Выбранный отрывок
Моя сестра и один из племянников провели месяц за решеткой. За мной
самим постоянно ходил "хвост", которого я вначале уводил на долгие,
бесцельные прогулки, а в конце концов с ним подружился. Он признался, что
тоже ненавидит Перона, но, мол, должен подчиняться приказу. Эрнесто Паласио
однажды предложил представить меня Неудобопроизносимому, но я не захотел с
ним встречаться. Как мог я пойти к человеку, которому ни за что не подам
руки?
Долгожданная революция свершилась в сентябре 1955 года. После
бессонной, тревожной ночи почти все население высыпало на улицы, радуясь
революции и выкрикивая название Кордовы, города, где в основном шли бои. Мы
настолько были взволнованы, что не заметили, как дождь промочил нас до
нитки. И так счастливы, что о павшем диктаторе никто слова худого не сказал.
Перон скрылся в каком-то убежище, а потом ему разрешили покинуть страну.
Сколько денег он увез с собой, этого никто не знает.
Два очень дорогих мне друга, Эстер Семборайн де Торрес и Виктория
Окампо, мечтали о том, чтобы меня назначили директором Национальной
библиотеки. Я считал эту мысль безумием и, самое большее, думал о месте
директора какой-нибудь захолустной библиотеки, желательно к югу от столицы.

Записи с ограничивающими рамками
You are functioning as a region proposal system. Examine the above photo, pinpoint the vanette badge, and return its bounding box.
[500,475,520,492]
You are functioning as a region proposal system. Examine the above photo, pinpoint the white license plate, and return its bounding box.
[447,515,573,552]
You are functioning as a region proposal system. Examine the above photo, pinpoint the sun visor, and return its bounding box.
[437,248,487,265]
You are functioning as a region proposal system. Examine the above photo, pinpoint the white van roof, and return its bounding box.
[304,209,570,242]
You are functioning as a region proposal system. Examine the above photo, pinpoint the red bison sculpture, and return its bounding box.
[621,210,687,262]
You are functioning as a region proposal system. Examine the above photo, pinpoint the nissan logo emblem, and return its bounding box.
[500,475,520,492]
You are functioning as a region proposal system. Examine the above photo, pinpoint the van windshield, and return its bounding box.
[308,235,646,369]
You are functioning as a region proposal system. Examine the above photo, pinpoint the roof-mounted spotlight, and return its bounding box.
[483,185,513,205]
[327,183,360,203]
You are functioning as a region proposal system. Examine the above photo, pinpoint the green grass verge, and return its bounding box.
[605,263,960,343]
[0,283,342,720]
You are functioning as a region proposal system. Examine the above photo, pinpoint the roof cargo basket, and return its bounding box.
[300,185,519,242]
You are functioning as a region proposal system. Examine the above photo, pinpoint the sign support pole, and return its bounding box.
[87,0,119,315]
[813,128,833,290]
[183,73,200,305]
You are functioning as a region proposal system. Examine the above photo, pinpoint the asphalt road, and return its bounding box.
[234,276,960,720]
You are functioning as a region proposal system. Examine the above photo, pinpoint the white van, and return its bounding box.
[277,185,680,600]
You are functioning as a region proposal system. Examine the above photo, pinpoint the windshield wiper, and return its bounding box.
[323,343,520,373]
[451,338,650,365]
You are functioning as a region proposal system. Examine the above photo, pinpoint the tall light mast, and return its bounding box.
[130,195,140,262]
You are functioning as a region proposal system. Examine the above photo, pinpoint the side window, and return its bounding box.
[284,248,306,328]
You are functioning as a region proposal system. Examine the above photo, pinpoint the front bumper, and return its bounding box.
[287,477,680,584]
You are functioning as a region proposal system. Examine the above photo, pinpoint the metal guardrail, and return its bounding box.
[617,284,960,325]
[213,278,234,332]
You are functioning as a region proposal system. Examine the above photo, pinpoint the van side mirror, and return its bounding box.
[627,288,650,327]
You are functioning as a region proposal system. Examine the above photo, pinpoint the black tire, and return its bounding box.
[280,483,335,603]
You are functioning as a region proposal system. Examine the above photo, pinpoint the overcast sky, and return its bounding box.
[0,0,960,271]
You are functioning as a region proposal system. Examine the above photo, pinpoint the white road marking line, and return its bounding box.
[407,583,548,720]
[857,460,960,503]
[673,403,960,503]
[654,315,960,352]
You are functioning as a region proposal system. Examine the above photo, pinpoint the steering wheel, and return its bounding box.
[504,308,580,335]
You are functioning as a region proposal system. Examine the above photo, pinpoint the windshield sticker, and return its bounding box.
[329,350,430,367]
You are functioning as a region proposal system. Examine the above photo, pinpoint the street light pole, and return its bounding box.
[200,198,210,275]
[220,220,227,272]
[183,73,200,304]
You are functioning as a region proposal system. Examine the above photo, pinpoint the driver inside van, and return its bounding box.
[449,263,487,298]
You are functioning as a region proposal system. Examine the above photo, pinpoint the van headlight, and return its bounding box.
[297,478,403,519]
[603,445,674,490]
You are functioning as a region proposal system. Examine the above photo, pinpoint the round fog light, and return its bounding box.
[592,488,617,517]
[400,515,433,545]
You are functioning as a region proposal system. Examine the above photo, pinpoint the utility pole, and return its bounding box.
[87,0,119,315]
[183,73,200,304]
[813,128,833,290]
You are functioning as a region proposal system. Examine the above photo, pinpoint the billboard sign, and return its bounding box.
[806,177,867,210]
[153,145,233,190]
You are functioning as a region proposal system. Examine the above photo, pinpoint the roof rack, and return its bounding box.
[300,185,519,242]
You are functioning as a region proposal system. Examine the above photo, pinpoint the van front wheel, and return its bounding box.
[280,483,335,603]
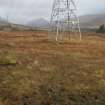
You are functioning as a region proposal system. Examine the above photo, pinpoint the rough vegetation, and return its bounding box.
[0,32,105,105]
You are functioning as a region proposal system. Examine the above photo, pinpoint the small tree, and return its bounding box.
[96,24,105,33]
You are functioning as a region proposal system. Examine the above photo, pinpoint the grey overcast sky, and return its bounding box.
[0,0,105,23]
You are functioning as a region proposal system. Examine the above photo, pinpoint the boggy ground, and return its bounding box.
[0,31,105,105]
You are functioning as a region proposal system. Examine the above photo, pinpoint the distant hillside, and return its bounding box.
[27,18,49,28]
[79,14,105,28]
[0,17,32,31]
[27,14,105,28]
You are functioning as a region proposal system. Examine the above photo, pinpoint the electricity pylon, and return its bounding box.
[49,0,82,41]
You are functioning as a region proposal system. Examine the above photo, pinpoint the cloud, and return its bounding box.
[0,0,105,23]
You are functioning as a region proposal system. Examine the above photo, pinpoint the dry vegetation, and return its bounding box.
[0,32,105,105]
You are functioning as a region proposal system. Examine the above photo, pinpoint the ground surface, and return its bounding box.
[0,32,105,105]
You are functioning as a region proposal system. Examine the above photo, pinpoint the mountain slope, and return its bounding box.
[79,14,105,28]
[27,18,49,28]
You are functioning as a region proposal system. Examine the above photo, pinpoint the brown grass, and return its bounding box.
[0,32,105,105]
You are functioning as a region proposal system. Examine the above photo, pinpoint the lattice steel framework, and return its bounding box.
[49,0,81,41]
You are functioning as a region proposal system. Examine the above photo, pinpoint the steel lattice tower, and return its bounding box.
[49,0,81,41]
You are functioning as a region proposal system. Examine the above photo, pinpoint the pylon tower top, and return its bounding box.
[50,0,81,40]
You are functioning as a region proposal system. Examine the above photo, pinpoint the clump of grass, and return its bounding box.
[0,51,17,65]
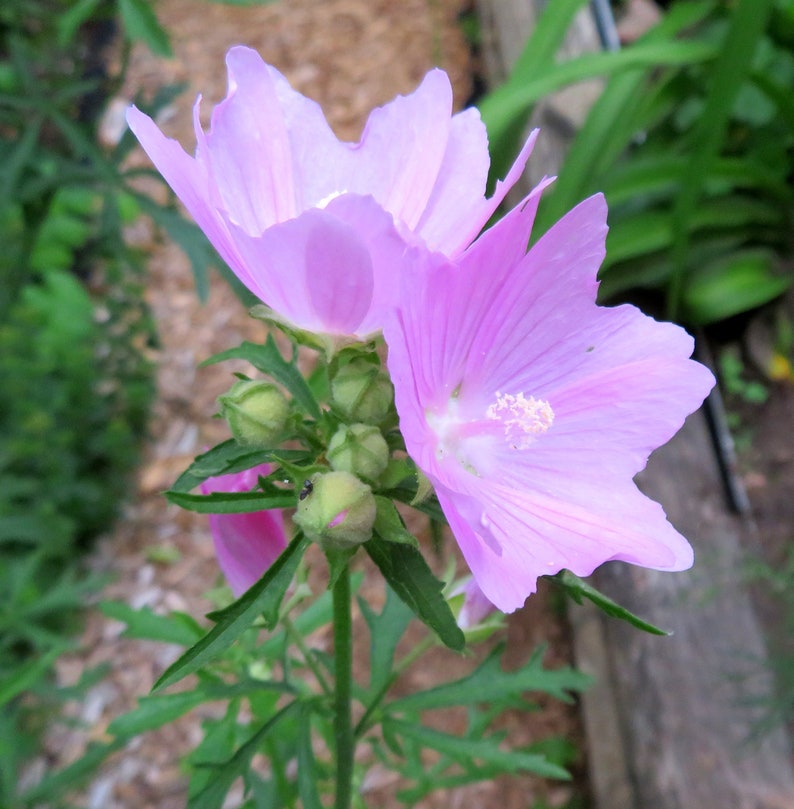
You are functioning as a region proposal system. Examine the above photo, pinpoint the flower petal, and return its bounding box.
[201,464,287,598]
[417,127,538,257]
[227,195,405,337]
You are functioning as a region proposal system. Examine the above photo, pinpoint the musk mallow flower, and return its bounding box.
[384,188,714,612]
[127,46,534,337]
[201,464,287,598]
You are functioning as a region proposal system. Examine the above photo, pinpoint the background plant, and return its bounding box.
[481,0,794,325]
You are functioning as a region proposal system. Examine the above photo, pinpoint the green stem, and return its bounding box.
[281,615,331,696]
[333,566,355,809]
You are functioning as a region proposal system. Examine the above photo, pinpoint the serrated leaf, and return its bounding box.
[364,537,466,651]
[165,490,295,514]
[99,601,203,646]
[385,644,592,714]
[372,495,419,548]
[188,701,301,809]
[0,645,67,707]
[684,250,792,325]
[168,438,310,496]
[549,570,671,635]
[152,533,309,691]
[118,0,173,58]
[108,680,294,739]
[202,334,320,419]
[358,587,413,698]
[384,717,571,781]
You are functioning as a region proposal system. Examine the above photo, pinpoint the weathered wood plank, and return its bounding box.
[479,0,794,809]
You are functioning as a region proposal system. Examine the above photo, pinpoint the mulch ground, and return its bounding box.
[32,0,581,809]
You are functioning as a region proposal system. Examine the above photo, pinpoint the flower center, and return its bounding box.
[485,391,554,449]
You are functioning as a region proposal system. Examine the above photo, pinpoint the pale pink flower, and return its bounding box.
[127,46,534,337]
[384,188,714,612]
[201,464,287,597]
[452,578,494,630]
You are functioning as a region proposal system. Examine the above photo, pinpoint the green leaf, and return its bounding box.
[384,717,571,781]
[99,601,203,646]
[118,0,174,58]
[372,495,419,548]
[152,533,309,691]
[18,739,125,806]
[165,490,295,514]
[549,570,670,635]
[533,0,717,230]
[480,41,717,167]
[167,438,308,492]
[108,680,294,739]
[188,701,301,809]
[55,0,102,48]
[364,537,466,651]
[0,645,66,707]
[358,587,413,697]
[684,250,792,325]
[135,197,212,303]
[385,644,592,715]
[667,0,773,320]
[202,334,320,419]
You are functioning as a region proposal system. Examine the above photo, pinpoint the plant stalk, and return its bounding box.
[333,566,355,809]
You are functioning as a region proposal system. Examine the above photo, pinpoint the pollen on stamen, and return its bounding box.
[485,391,554,449]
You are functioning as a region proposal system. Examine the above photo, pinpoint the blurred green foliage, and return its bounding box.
[0,0,159,806]
[481,0,794,325]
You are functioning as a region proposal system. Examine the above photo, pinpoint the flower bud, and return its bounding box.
[294,472,375,551]
[331,359,394,424]
[326,424,389,480]
[218,379,289,448]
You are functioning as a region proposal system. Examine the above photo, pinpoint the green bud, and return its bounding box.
[218,379,289,448]
[331,359,394,424]
[326,424,389,480]
[294,472,375,551]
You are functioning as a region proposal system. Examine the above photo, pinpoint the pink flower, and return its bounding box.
[127,47,534,337]
[384,187,714,612]
[201,464,287,597]
[452,579,494,630]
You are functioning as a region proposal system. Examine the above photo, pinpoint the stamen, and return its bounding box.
[485,391,554,449]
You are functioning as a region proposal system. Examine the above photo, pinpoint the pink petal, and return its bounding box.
[384,189,714,611]
[352,70,452,230]
[201,464,287,597]
[196,47,299,230]
[417,128,539,257]
[227,195,405,337]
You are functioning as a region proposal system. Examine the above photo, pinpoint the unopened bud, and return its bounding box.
[218,380,289,449]
[331,359,394,424]
[294,472,375,551]
[326,424,389,480]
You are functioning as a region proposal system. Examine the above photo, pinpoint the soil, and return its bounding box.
[29,0,584,809]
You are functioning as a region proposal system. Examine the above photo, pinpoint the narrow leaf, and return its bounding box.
[364,537,466,651]
[550,570,671,635]
[202,334,320,419]
[153,534,309,691]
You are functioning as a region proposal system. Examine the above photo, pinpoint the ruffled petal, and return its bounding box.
[196,46,298,230]
[201,464,287,597]
[227,195,405,337]
[417,127,538,257]
[352,70,452,230]
[127,107,254,289]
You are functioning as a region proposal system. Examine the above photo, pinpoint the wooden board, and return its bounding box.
[479,0,794,809]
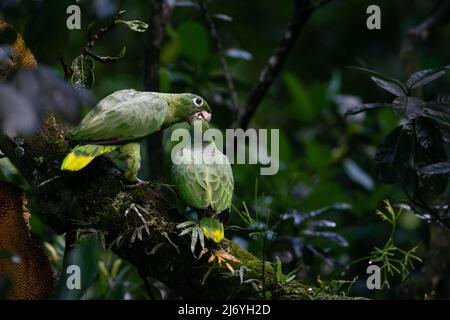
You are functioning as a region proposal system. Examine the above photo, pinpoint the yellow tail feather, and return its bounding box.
[61,145,117,171]
[61,152,95,171]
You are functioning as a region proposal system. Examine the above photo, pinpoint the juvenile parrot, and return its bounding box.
[61,89,211,183]
[171,120,234,243]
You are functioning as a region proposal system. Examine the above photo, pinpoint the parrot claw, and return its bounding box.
[125,178,150,190]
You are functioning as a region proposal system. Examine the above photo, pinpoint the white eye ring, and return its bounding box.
[192,97,203,107]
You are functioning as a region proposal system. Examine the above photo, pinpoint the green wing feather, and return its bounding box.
[172,143,234,213]
[68,89,168,141]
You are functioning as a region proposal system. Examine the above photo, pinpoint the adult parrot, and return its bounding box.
[171,120,234,243]
[61,89,211,184]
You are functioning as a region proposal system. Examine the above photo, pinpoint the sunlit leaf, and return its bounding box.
[116,20,148,32]
[406,69,446,89]
[177,21,209,64]
[423,103,450,126]
[375,125,414,183]
[392,97,427,120]
[348,66,407,96]
[344,103,392,117]
[72,55,95,89]
[213,13,233,22]
[343,159,375,190]
[419,162,450,176]
[370,77,406,97]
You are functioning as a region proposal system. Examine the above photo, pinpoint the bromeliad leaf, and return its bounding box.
[375,125,414,183]
[344,102,392,117]
[116,20,148,32]
[392,97,427,120]
[419,162,450,176]
[348,66,407,96]
[71,55,95,89]
[406,69,446,90]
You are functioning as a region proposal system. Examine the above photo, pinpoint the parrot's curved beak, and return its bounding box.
[188,110,212,124]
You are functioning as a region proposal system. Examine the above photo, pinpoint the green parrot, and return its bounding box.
[61,89,211,184]
[171,120,234,243]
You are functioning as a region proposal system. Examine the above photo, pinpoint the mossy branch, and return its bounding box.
[0,115,358,299]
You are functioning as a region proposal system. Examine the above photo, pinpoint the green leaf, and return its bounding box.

Условие задания
Выпишите всех людей, которых отрывок называет по имени или фамилии. Приведенный список — самостоятельный материал, с отрывком он не связан.

Решение задачи
Перон, Эрнесто Паласио, Эстер Семборайн де Торрес, Виктория Окампо.